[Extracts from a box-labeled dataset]
┌────────

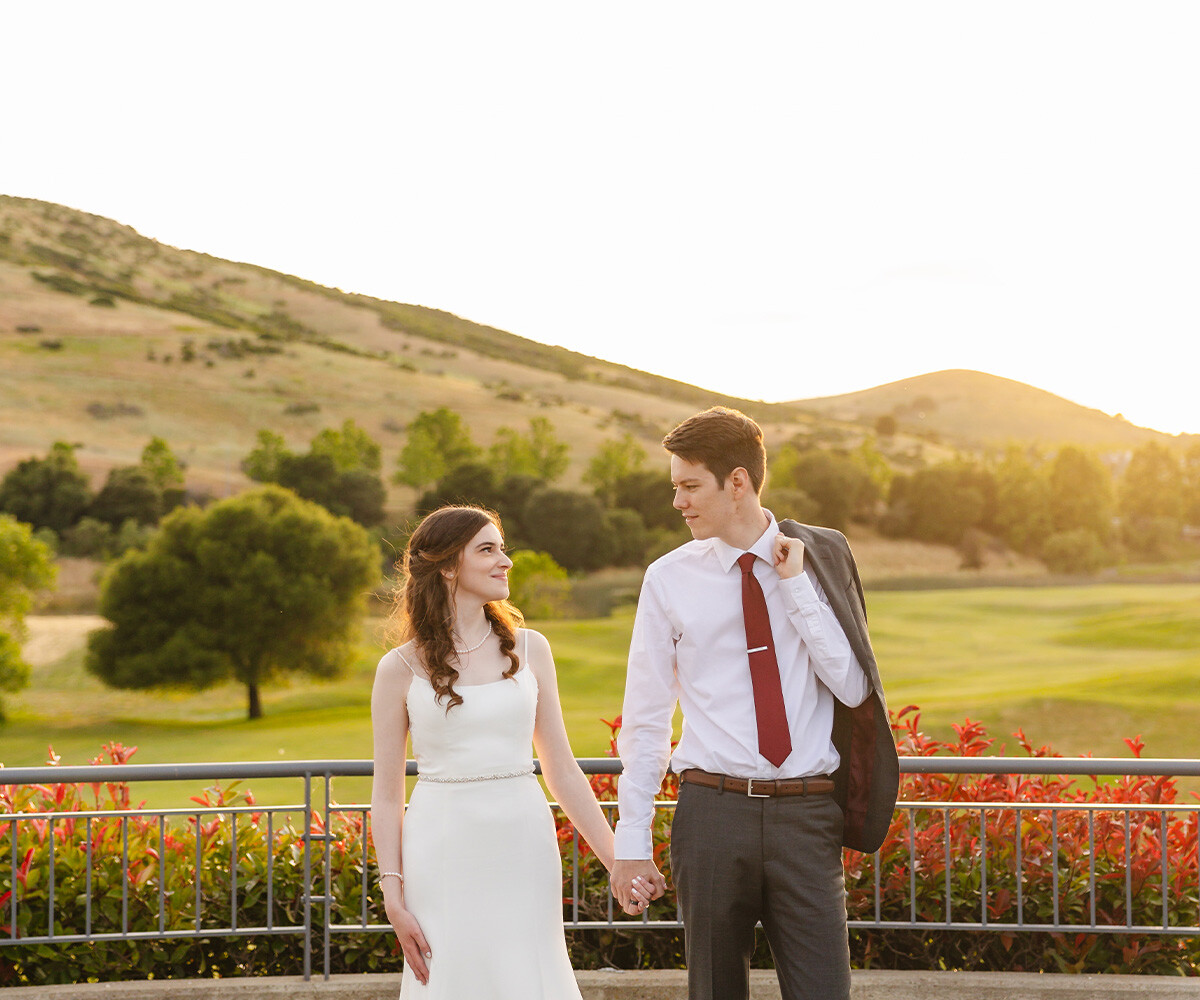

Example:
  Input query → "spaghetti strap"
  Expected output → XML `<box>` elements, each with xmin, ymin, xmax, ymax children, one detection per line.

<box><xmin>396</xmin><ymin>646</ymin><xmax>421</xmax><ymax>677</ymax></box>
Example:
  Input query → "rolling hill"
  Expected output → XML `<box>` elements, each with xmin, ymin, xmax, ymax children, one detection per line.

<box><xmin>793</xmin><ymin>369</ymin><xmax>1180</xmax><ymax>449</ymax></box>
<box><xmin>0</xmin><ymin>196</ymin><xmax>1180</xmax><ymax>511</ymax></box>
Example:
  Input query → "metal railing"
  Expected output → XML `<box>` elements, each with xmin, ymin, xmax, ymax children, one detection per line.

<box><xmin>0</xmin><ymin>756</ymin><xmax>1200</xmax><ymax>978</ymax></box>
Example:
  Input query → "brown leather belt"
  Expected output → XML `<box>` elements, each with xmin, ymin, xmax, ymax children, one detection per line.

<box><xmin>679</xmin><ymin>767</ymin><xmax>833</xmax><ymax>798</ymax></box>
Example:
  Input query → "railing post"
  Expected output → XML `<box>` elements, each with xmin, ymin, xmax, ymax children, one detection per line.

<box><xmin>304</xmin><ymin>771</ymin><xmax>312</xmax><ymax>982</ymax></box>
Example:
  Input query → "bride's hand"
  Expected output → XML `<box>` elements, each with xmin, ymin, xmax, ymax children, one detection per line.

<box><xmin>388</xmin><ymin>905</ymin><xmax>433</xmax><ymax>986</ymax></box>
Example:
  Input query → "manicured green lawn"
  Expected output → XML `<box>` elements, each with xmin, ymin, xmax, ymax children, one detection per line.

└────────

» **What to do**: Write out all of the items above word for word, leaving out the pictures.

» **Exercise answer**:
Example:
  Input query → "spaghetti strap"
  Expected output → XML `<box>` elements, each with xmin, ymin, xmax, ymax children, one detection per line.

<box><xmin>396</xmin><ymin>646</ymin><xmax>421</xmax><ymax>677</ymax></box>
Example:
  Input query → "rolling hill"
  Expected output → XML `<box>` elements, each with xmin, ymin, xmax, ymax children, one detection per line.

<box><xmin>793</xmin><ymin>369</ymin><xmax>1180</xmax><ymax>449</ymax></box>
<box><xmin>0</xmin><ymin>196</ymin><xmax>1180</xmax><ymax>511</ymax></box>
Example:
  Input query → "metal railing"
  Expected output → XML `<box>` elements, each with xmin, ymin, xmax, ymax children, one detection per line.

<box><xmin>0</xmin><ymin>756</ymin><xmax>1200</xmax><ymax>978</ymax></box>
Example:
  Input query → "brown leather belt"
  Expected output → XML `<box>` elements, each with xmin, ymin, xmax, ymax children, one detection per line.

<box><xmin>679</xmin><ymin>767</ymin><xmax>833</xmax><ymax>798</ymax></box>
Example:
  Input query → "railing post"
  Expected output → XML `<box>` elements, each with xmin, ymin, xmax, ymax children, one detection per line.

<box><xmin>304</xmin><ymin>771</ymin><xmax>312</xmax><ymax>982</ymax></box>
Example:
  Input query → "bride's hand"
  Expected output → XML `<box>` elements, each with xmin, ymin, xmax, ymax children, one detection per line.

<box><xmin>388</xmin><ymin>905</ymin><xmax>433</xmax><ymax>986</ymax></box>
Example:
  Input query → "manicured green lawn"
  Expected output → XML `<box>` elements, each with xmin, ymin, xmax, ymax children, one detection per line.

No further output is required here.